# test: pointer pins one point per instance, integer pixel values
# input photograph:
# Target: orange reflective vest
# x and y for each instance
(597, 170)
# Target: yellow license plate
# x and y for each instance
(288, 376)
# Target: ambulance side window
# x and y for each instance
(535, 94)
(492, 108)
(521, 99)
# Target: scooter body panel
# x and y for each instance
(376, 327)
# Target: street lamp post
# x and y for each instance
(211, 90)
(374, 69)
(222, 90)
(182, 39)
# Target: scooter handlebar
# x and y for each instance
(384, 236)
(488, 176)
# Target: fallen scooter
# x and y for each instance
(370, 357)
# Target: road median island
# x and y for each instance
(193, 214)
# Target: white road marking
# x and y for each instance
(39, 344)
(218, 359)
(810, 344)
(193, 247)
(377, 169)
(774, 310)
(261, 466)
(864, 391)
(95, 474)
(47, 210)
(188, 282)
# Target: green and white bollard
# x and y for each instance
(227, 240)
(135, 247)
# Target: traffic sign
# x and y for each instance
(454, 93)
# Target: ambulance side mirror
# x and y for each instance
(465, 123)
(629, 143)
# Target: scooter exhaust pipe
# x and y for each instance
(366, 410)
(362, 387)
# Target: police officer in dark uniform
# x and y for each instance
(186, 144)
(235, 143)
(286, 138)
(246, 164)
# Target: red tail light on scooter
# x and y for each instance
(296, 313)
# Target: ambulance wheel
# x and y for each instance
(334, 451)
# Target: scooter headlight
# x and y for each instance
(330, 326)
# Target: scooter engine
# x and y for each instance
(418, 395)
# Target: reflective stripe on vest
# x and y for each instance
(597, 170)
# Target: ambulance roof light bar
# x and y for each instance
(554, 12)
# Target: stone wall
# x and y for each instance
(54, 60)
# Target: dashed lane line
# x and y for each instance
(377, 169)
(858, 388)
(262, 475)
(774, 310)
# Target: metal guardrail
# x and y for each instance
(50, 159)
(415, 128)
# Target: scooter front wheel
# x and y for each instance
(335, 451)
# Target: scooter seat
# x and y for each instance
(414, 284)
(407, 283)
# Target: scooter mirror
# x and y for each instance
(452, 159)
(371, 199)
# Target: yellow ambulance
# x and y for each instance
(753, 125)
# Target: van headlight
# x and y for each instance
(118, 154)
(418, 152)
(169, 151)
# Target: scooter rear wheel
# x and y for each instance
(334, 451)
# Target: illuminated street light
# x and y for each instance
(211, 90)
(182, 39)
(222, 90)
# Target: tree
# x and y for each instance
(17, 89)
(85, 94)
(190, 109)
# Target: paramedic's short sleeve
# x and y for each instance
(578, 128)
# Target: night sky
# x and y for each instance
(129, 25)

--

Copy all of the data above word for word, keeping every line in its original order.

# test: pointer pins one point per instance, integer pixel values
# input photograph:
# Target: orange reflective vest
# x and y for each instance
(597, 170)
# Target: yellow license plate
# x and y for each instance
(288, 376)
# Target: ambulance side window
# x and y for each instance
(535, 94)
(492, 108)
(521, 99)
# Target: scooter body panel
# x and y for each instance
(376, 327)
# Target: street lamp post
# x and y for each instance
(211, 90)
(374, 69)
(222, 90)
(182, 39)
# Target: scooter handlebar
# x and y for each instance
(384, 236)
(488, 176)
# Target: fallen scooter
# x and y for each instance
(370, 357)
# Target: road median island
# x and y for each instance
(193, 214)
# Target: white road marking
# x and y for each instance
(39, 344)
(218, 359)
(810, 344)
(193, 247)
(377, 169)
(774, 310)
(261, 466)
(864, 391)
(95, 474)
(47, 210)
(188, 282)
# Target: green and white bollard
# x and y for each instance
(227, 240)
(135, 247)
# Target: traffic sign
# x and y for each instance
(454, 93)
# Target: ambulance side mirror
# x and y for each instance
(465, 123)
(629, 143)
# Target: scooter exhaust pipe
# x and y for each instance
(366, 410)
(362, 387)
# Target: police officer in dark uniform
# x and y for each instance
(186, 144)
(235, 143)
(286, 138)
(246, 164)
# Target: red tail light on scooter
# x and y for each instance
(296, 313)
# Target: ambulance wheel
# x and y for each instance
(334, 451)
# Target: scooter headlight
# x and y for each instance
(330, 326)
# Target: scooter engine
# x and y for each instance
(418, 395)
# Target: reflective stripe on vest
# x and y for each instance
(597, 170)
# Target: ambulance roof light bar
# x and y for each instance
(554, 12)
# Target: stone wall
# x and y for each instance
(54, 60)
# Target: dashed lane line
# x and y for each instance
(377, 169)
(858, 388)
(262, 475)
(774, 310)
# Target: metal guardrail
# x and y for each instance
(50, 159)
(415, 128)
# Target: scooter front wheel
# x and y for each instance
(335, 451)
# Target: scooter seat
# x and y for each instance
(414, 284)
(407, 283)
# Target: scooter mirror
# x and y for each instance
(452, 159)
(371, 199)
# Target: yellow ambulance
# x and y for each instance
(753, 125)
# Target: van headlight
# x and y for each instance
(118, 154)
(418, 152)
(169, 151)
# Target: scooter rear wheel
# x and y for each instance
(334, 451)
# Target: illuminated street light
# x and y for each instance
(211, 90)
(182, 39)
(222, 90)
# Target: tree
# x and y for each instance
(17, 89)
(85, 94)
(190, 109)
# Target: paramedic's short sleeve
# x and y for each instance
(578, 128)
# Target: night sky
# x and y for each instance
(129, 25)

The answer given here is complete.